> _EXERCISES_:
1: How many files does the patch change, according to its summary line?
2: Please print the patch from "From 8fe999224e5d6b5403c8cd2fc81c0066314e90f5 Mon" to "insertions(+), 34 deletions(-)".

> _PAGE EXCERPT_:
From 8fe999224e5d6b5403c8cd2fc81c0066314e90f5 Mon Sep 17 00:00:00 2001
From: =?UTF-8?q?Andre=20Anast=C3=A1cio?= <andreluisanastacio@gmail.com>
Date: Wed, 15 Jan 2025 17:06:36 -0300
Subject: [PATCH] Rewrite tests

---
 dev/provision.py                              | 24 ------------
 tests/conftest.py                             |  4 +-
 .../integration/test_statistics_operations.py | 37 +++++++++++++++----
 3 files changed, 31 insertions(+), 34 deletions(-)

diff --git a/dev/provision.py b/dev/provision.py
index a4dd213e7d..b358da6593 100644
--- a/dev/provision.py
+++ b/dev/provision.py
@@ -401,27 +401,3 @@
     )
     spark.sql(f"ALTER TABLE {catalog_name}.default.test_empty_scan_ordered_str WRITE ORDERED BY id")

> _DATA BLOCK_:
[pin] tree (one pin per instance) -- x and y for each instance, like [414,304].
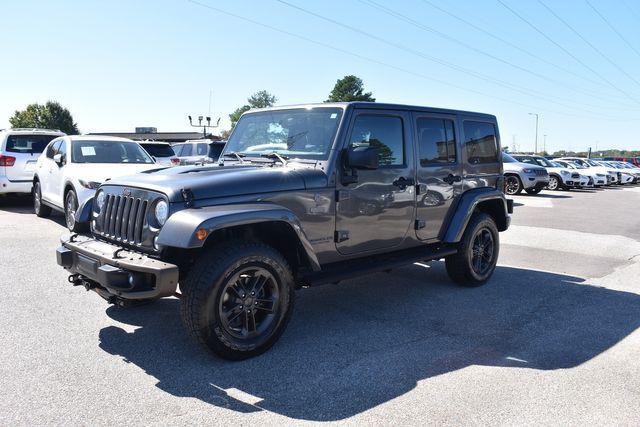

> _ANSWERS PROVIDED_:
1: Three files.

2:
From 8fe999224e5d6b5403c8cd2fc81c0066314e90f5 Mon Sep 17 00:00:00 2001
From: =?UTF-8?q?Andre=20Anast=C3=A1cio?= <andreluisanastacio@gmail.com>
Date: Wed, 15 Jan 2025 17:06:36 -0300
Subject: [PATCH] Rewrite tests

---
 dev/provision.py                              | 24 ------------
 tests/conftest.py                             |  4 +-
 .../integration/test_statistics_operations.py | 37 +++++++++++++++----
 3 files changed, 31 insertions(+), 34 deletions(-)